## What to produce
Report every line in the listing that contains the string "mane".
Segment Start: The data
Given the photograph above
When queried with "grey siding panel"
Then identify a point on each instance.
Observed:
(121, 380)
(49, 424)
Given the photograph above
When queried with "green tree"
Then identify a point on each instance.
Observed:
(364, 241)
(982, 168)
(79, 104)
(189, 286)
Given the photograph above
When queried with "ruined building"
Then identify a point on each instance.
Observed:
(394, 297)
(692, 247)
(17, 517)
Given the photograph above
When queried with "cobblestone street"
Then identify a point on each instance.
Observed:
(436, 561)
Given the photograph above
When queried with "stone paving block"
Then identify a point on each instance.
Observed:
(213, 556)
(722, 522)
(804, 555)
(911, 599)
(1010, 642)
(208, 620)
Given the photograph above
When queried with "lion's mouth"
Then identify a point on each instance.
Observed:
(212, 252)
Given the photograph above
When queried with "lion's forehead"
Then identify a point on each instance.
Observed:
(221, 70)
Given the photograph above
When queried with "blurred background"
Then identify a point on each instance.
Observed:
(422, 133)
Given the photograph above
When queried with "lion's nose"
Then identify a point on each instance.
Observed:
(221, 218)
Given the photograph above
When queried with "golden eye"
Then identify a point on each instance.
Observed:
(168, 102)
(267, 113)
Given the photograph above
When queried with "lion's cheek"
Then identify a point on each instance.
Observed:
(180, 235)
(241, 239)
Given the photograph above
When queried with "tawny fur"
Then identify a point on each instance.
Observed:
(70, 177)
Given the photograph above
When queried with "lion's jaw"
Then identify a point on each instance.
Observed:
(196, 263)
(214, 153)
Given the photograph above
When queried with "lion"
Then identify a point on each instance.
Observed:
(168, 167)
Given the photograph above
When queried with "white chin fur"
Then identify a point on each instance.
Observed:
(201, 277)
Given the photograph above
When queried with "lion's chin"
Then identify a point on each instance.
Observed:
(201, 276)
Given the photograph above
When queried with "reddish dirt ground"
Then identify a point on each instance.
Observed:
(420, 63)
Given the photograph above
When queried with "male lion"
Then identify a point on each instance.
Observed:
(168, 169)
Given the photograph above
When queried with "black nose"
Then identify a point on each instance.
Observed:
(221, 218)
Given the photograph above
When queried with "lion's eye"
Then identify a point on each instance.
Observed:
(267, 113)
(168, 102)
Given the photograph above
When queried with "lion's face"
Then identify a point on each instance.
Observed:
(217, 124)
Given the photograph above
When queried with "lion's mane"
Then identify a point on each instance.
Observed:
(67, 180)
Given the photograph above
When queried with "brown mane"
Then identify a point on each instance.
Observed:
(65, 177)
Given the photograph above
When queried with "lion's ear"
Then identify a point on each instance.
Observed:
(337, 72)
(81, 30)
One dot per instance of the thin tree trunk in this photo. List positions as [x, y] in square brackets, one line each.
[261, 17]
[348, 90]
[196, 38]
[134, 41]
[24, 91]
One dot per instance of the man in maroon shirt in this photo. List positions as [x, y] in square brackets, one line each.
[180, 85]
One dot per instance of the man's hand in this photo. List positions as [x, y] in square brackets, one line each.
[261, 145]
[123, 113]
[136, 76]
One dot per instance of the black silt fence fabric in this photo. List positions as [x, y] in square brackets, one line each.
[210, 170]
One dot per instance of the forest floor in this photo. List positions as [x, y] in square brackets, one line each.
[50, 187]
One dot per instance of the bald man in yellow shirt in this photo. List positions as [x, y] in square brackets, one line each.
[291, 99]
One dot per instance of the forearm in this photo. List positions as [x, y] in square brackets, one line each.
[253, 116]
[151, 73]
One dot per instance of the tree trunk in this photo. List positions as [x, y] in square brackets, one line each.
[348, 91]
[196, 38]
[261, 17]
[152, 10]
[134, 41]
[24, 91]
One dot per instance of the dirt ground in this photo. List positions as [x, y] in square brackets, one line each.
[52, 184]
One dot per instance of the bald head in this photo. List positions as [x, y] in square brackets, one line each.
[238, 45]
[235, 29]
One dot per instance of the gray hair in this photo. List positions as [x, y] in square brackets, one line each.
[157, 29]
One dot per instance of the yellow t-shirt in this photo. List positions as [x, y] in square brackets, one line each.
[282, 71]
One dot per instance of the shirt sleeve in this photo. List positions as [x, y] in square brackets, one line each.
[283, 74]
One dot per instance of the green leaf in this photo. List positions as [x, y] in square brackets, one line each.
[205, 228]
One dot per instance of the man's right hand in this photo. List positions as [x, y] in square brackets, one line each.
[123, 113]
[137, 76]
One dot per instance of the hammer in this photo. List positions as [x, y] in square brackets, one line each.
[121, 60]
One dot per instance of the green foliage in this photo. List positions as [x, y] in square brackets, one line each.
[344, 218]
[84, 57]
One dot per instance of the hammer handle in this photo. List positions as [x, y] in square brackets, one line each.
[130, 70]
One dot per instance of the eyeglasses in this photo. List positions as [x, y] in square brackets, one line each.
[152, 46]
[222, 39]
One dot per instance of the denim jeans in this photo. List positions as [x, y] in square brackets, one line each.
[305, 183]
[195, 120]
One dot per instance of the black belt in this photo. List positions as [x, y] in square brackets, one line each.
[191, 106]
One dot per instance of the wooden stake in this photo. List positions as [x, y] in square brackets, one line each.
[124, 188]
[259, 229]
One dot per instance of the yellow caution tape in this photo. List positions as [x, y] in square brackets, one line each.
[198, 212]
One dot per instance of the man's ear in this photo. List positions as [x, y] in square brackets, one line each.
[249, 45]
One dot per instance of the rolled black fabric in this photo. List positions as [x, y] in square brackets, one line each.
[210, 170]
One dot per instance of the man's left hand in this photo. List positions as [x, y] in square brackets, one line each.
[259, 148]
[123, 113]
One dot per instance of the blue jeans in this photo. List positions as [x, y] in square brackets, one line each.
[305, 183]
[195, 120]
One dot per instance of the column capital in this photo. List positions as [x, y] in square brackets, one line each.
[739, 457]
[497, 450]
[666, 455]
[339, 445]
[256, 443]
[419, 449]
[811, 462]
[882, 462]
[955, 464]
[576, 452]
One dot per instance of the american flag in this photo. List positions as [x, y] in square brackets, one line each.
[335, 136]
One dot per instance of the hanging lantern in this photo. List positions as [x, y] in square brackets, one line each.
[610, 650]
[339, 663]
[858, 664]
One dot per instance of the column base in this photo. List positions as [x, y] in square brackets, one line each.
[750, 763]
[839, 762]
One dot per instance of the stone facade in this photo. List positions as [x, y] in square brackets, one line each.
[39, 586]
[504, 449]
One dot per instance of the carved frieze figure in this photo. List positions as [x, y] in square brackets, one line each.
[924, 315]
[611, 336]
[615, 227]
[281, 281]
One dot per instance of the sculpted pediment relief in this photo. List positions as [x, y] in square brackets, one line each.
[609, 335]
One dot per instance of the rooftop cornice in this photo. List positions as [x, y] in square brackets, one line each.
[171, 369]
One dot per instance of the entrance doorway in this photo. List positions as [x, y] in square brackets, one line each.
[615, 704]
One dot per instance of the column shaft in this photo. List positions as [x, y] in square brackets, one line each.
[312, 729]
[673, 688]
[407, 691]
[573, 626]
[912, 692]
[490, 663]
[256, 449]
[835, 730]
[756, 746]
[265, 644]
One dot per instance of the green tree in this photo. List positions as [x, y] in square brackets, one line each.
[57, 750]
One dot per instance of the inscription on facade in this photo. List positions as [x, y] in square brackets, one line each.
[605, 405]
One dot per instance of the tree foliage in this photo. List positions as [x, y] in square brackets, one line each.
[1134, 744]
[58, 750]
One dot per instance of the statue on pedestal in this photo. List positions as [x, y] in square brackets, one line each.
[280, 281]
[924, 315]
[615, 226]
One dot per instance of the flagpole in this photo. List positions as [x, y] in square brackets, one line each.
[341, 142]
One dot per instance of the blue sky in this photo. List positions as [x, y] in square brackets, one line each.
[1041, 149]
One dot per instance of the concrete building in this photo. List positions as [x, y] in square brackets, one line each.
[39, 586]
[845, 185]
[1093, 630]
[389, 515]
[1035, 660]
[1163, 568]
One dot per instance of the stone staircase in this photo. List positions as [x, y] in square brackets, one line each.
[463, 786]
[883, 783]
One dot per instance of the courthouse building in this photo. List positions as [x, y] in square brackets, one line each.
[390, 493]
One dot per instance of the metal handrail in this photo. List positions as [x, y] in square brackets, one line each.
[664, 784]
Segment End: The data
## Answer to this task
When queried with "lion's mane"
When queried with "brown mane"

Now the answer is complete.